— TEXT SECTION —
MovieAddict201623 November 2005
Warning: Spoilers
Barry Levinson is one of the great screen directors of our time. He's most notable for being able to evoke subtly comedic discussions amongst his leading characters, save the rare occasion when his strained efforts backfire ("Toys" comes to mind). "Rain Man" (1988) is his crowning effort, his best achievement I can think of off-hand. It's considered a drama but it's also a true odd couple comedy, about two opposites who learn they have one common bond: their kinship.

The Cruise plays Charlie Babbitt, a wealthy car dealer living the high life in California. He's just gotten in a shipment of Ferraris and he's going to make a killing on an upcoming deal for all of them, when his entire background comes back to haunt him in a single unfortunate moment during his newly acquired and quite happy life.

Charlie's father has just died, leaving him an old sports car and rose bushes. But more painful than the fact that his father has died or that he was left simply with a car and some prize-winning rosebushes is the fact that Charlie had tried to put his ill-fated past behind him, and now it has caught up with him again. He has to face the reality of his father once again.

This isn't really evident the first time you watch the movie. Charlie is angered at the fact that he got nothing more than some bushes and a vehicle, sure, but he admits he expected nothing more. What really angers him is that he has to face his father, dead or alive, once more; either through faded memories or by the realization that he is now dead and their friendship was never repaired.

— RECORD SET —

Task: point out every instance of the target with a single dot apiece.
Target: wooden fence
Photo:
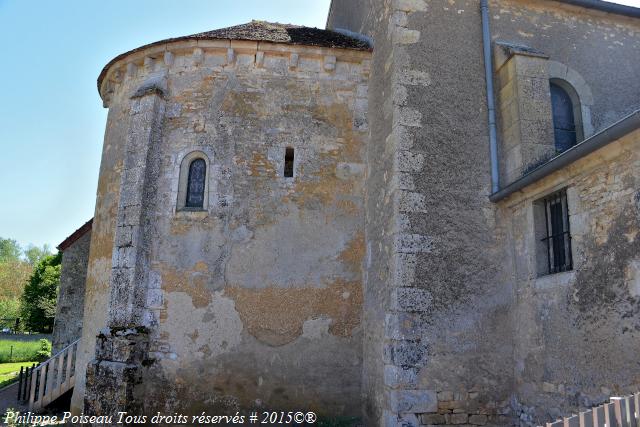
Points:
(42, 384)
(619, 412)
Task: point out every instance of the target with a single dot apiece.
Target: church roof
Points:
(75, 235)
(283, 33)
(268, 32)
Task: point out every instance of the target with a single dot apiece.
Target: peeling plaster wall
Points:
(67, 325)
(577, 333)
(257, 298)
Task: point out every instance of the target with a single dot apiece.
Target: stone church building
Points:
(427, 214)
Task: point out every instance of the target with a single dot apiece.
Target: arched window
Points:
(564, 119)
(196, 184)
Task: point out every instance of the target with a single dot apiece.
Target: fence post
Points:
(20, 382)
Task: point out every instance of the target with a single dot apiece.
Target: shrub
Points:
(45, 350)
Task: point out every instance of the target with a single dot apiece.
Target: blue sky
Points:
(51, 117)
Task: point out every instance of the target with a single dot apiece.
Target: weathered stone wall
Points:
(449, 348)
(67, 326)
(577, 332)
(371, 18)
(255, 301)
(445, 331)
(96, 299)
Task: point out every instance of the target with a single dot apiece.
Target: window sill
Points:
(554, 280)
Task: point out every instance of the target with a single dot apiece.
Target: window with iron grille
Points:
(557, 236)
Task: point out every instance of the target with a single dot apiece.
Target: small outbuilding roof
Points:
(264, 31)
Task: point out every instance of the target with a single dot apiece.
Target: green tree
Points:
(13, 277)
(9, 250)
(40, 294)
(34, 254)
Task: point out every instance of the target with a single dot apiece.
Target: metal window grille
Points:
(195, 184)
(558, 236)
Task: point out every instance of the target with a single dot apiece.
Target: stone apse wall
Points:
(257, 299)
(452, 334)
(70, 306)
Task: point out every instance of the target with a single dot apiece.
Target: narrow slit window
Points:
(288, 162)
(196, 184)
(558, 237)
(564, 121)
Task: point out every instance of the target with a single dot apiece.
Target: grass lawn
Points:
(9, 372)
(18, 351)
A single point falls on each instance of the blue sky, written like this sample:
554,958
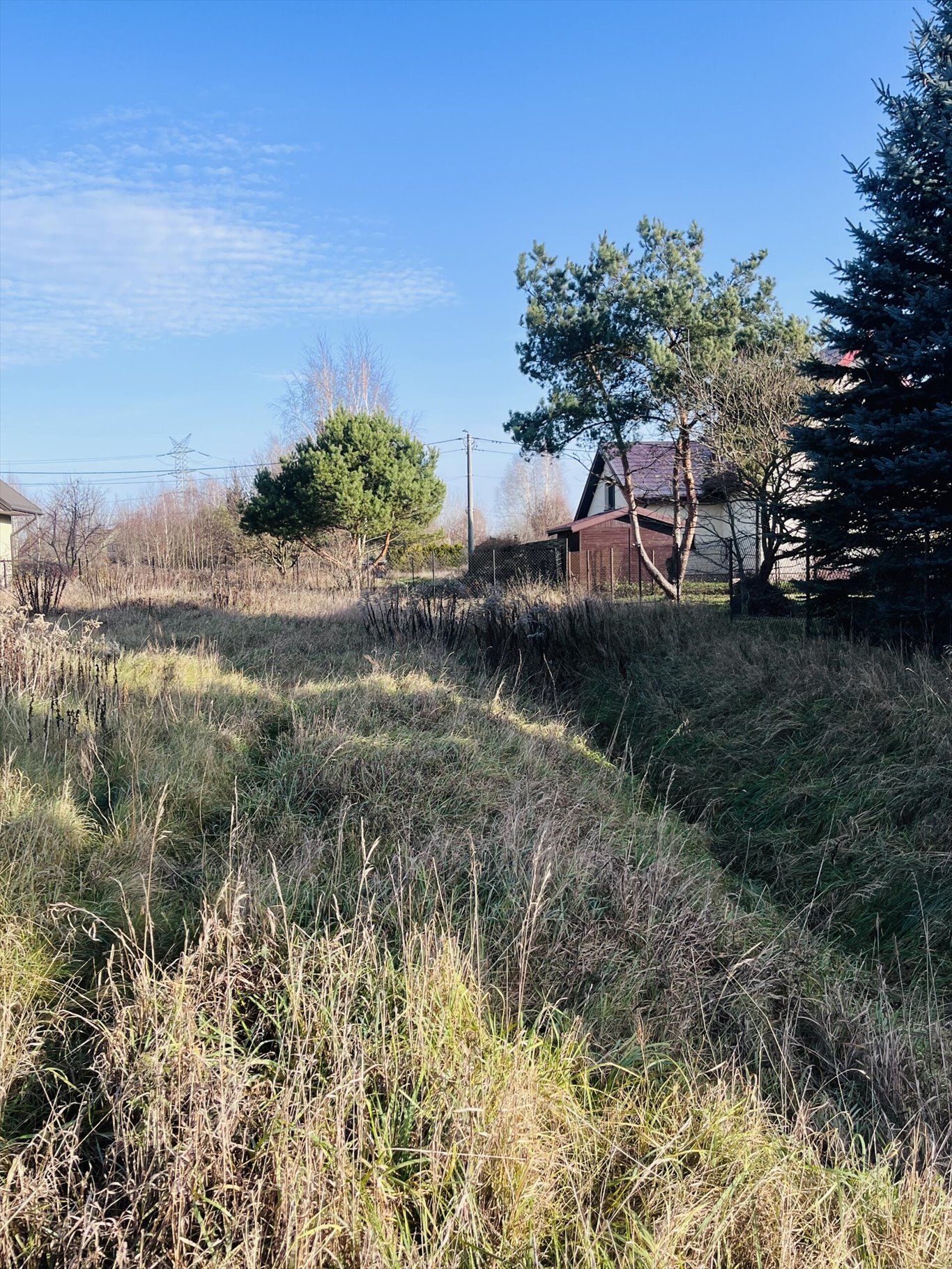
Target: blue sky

— EXERCISES —
a) According to the Rain Man review, what did Charlie's father leave him when he died?
b) Repeat the Rain Man review word for word from "The Cruise plays" to "quite happy life.".
c) Pick up the Rain Man review after its last sentence and keep writing it.

— ANSWERS IN ORDER —
a) An old sports car and some prize-winning rose bushes.

b)
The Cruise plays Charlie Babbitt, a wealthy car dealer living the high life in California. He's just gotten in a shipment of Ferraris and he's going to make a killing on an upcoming deal for all of them, when his entire background comes back to haunt him in a single unfortunate moment during his newly acquired and quite happy life.

c)
When Charlie finds out that his father's entire estate has been left to a single trustee, he schemes around and unmasks who the trustee really is -- his older brother he never knew he had, Raymond Babbitt (Hoffman), who lives in a homey mental institute and quotes the Bud Abbott and Lou Costello "Who's on first?" charade when he gets nervous.

Charlie confronts his brother, who seems as though he doesn't recognize him. And in a moment of weakness, Charlie kidnaps his brother from his home, drives him back to California, and attempts to squeeze the money out of Raymond, who has no holding on the concept of money at all.

Despite his lack of understanding regarding monetary value, Raymond is an idiot savant, and Charlie takes advantage of Raymond's mathematical skills by taking him to Las Vegas to count cards. After achieving a fortune they are thrown out of the casinos and left to face charges of kidnapping. The problem is, by the time it's all over, Charlie has formed an odd sort of bond with his brother. Long after the laughs settle the emotional impact of the story sinks in.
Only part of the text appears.